> DESCRIÇÃO DA TAREFA
Por favor, repita sem nenhuma alteração as linhas dos registros abaixo, da linha que contém "Locate the industrial" até o fim dos registros, incluindo as duas extremidades.
==== DADOS FORNECIDOS
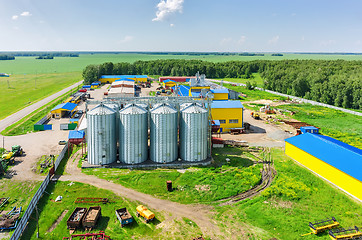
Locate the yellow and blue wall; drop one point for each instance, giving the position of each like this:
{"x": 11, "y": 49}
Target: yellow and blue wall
{"x": 335, "y": 161}
{"x": 229, "y": 113}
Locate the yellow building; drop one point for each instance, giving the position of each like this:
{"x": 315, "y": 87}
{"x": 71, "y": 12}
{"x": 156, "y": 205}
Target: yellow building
{"x": 112, "y": 78}
{"x": 63, "y": 109}
{"x": 229, "y": 113}
{"x": 220, "y": 94}
{"x": 335, "y": 161}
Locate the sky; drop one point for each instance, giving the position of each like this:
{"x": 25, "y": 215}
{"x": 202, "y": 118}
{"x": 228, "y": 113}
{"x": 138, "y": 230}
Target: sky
{"x": 181, "y": 25}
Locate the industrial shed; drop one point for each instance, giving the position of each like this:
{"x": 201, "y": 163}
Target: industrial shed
{"x": 63, "y": 109}
{"x": 335, "y": 161}
{"x": 112, "y": 78}
{"x": 220, "y": 93}
{"x": 229, "y": 113}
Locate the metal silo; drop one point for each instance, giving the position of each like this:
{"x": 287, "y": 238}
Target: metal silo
{"x": 133, "y": 134}
{"x": 101, "y": 135}
{"x": 193, "y": 133}
{"x": 163, "y": 128}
========
> SOLUÇÃO DA TAREFA
Locate the industrial shed; drop one point for each instance, giving the position of each like this:
{"x": 201, "y": 163}
Target: industrial shed
{"x": 63, "y": 109}
{"x": 335, "y": 161}
{"x": 112, "y": 78}
{"x": 220, "y": 93}
{"x": 229, "y": 113}
Locate the metal silo; drop one point for each instance, giving the position of each like this:
{"x": 287, "y": 238}
Target: metal silo
{"x": 133, "y": 134}
{"x": 101, "y": 135}
{"x": 193, "y": 133}
{"x": 163, "y": 128}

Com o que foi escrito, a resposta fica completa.